==== Data section ====

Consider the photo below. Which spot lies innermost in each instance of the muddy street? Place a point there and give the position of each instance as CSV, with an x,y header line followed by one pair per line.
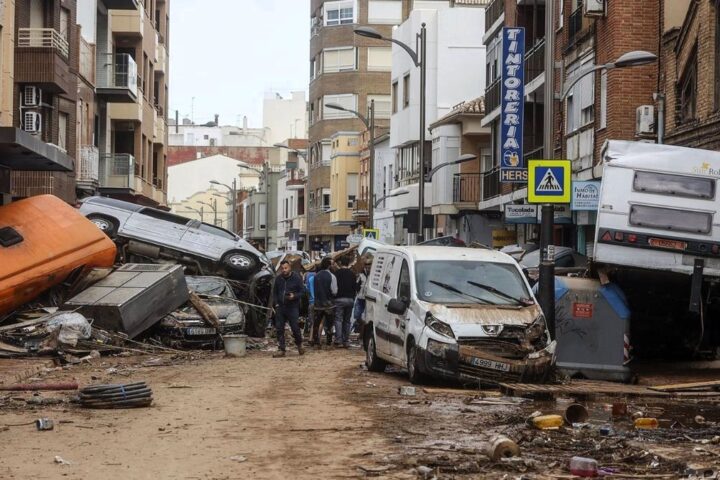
x,y
320,416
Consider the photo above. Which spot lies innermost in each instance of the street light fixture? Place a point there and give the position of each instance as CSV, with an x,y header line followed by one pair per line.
x,y
266,181
546,286
396,194
369,123
233,192
419,58
461,159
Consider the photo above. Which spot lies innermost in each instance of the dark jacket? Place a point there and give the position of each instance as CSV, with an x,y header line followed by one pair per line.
x,y
346,283
325,288
292,284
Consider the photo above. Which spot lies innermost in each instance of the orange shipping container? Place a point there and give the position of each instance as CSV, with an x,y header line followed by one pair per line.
x,y
43,240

====

Written request: Return word for word every line of the entries, starting with the line that contains "of the orange" and running through the last line of the entries.

Answer to the task:
Consider the photo above. Which spot lies innermost in each instance of the orange shipping container? Place a point there and give the position of each instance as CSV, with an x,y header line followed by one pair per line.
x,y
43,240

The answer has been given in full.